= Document passage =
[START]
The Hindu: Published on 8th December 2025.
Why in News?
On September 25, the Ministry of Statistics and Programme Implementation (MoSPI) released the draft Indian Statistical Institute (ISI) Bill, 2025.
The Bill proposes to repeal the ISI Act, 1959 and convert ISI from a registered society into a statutory body corporate.
This has triggered strong protests from ISI students, faculty, alumni, and many academicians across India who claim it threatens academic autonomy.
Background of the Issue:
ISI was founded in 1931 by P.C. Mahalanobis, a key figure of India's statistical planning and the National Sample Survey (NSS).
It is recognized as an Institution of National Importance (INI) under the ISI Act, 1959.
Its present structure is that of a registered society with:
its own memorandum,
bye-laws, and
a council with strong academic representation.
ISI is one of India’s top research institutions with 6 centres and about 1,200 students.
What the Draft ISI Bill, 2025 Proposes:
Repeals the ISI Act, 1959.
Changes ISI from a registered society → statutory corporate body.
Establishes a powerful Board of Governors (BoG) with majority government nominees.
Expands revenue-generation avenues:
higher fees
consultancy
funded research
endowments
Centralizes control of appointments, finances, and governance under the BoG.
[END]
= Problems to work on =
1 > According to the ISI Bill passage, in what year was the Indian Statistical Institute founded?
2 > Please extend the ISI Bill passage past its final line, keeping its brief note-style format.

= Stored data =
[START]
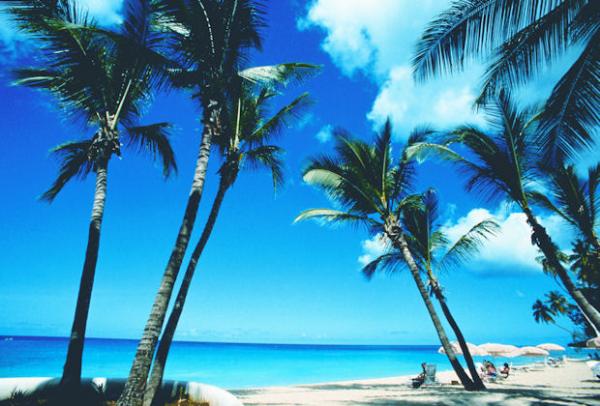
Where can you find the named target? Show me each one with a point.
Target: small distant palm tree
[END]
= Answers below =
1 > 1931

2 >
Why are Students and Academicians Protesting?
(A) Threat to Academic Autonomy
Governing authority shifts from an academic council (with elected faculty members)
→ to a government-controlled Board of Governors.
Earlier: 10 ISI representatives out of 33 were part of the council.
New Bill: Zero representatives from ISI in the BoG.
Fear: Decision-making will shift from academics to bureaucrats.
(B) Violation of Federal and Legal Spirit
Critics argue the Centre is bypassing the West Bengal Societies Registration Act by abolishing the society structure.
Said to violate cooperative federalism, because ISI was originally registered under a State law.
(C) Danger of Political Interference
All senior appointments (Director, faculty hiring, key administrative roles) could be influenced by the Union Government.
Fear: Merit and academic freedom will be compromised.
(D) Push Toward a Corporate Funding Model
Section 29 encourages ISI to raise revenue through:
higher student fees,
consultancy,
sponsored projects.
Concern: Basic, long-term research in statistics, mathematics, and sciences may suffer since it does not generate quick revenue.
(E) Lack of Transparency
Academicians say MoSPI has given no clear reason to repeal the 1959 Act.
A letter signed by 1,500 academicians calls the move "unnecessary and harmful".
Key Concerns Over the Draft Bill (Summary):
Loss of autonomy → Government-dominated board.
Centralised appointments → Risk of political influence.
Corporate funding model → Basic research may decline.
Bypassing society structure → Legal and federalism concerns.
Lack of faculty representation → No academic voices in governance.
Financial dependence → ISI may become dependent on consultancy earnings, reducing academic neutrality.
Government’s Stand:
MoSPI and the Union Government argue:
The Bill aims to modernise and strengthen ISI, making it “world-leading” before its centenary in 2031.
Reforms are based on findings of four review committees, especially the Mashelkar Committee (2020).
Claims that a statutory corporate structure will:
improve governance,
expand academic programmes,
enhance global competitiveness.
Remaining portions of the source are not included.